> **Stated exercise**
State how many lines in the records below contain the word "find". Reply with the number alone.
====== Entries provided
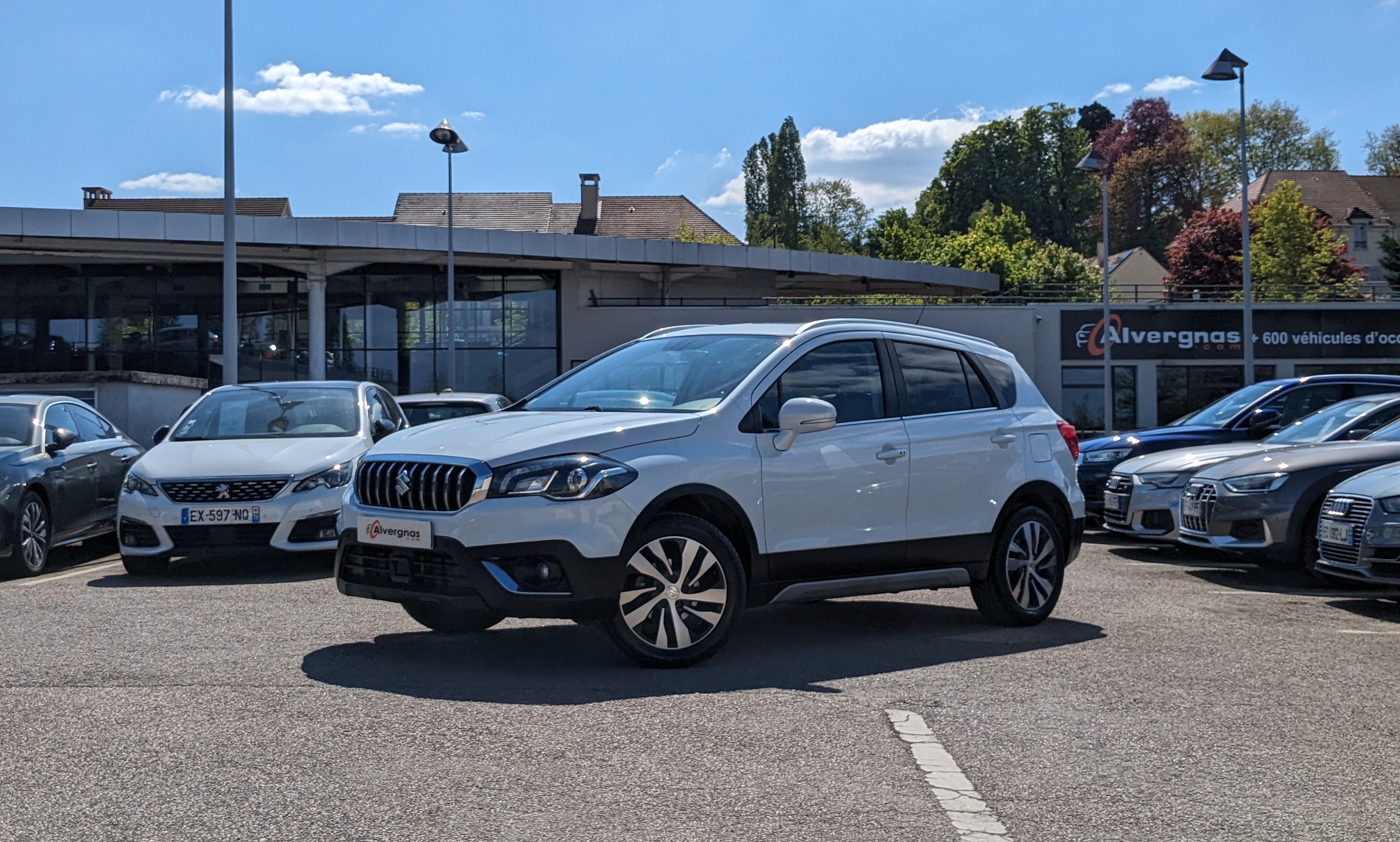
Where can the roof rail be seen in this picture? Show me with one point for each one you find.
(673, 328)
============
====== Entries provided
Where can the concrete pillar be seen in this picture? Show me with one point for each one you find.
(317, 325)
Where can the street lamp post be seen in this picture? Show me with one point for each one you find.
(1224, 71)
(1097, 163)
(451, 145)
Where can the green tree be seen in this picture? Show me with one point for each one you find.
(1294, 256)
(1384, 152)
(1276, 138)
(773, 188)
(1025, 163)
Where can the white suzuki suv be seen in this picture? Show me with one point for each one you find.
============
> **Response to this task**
5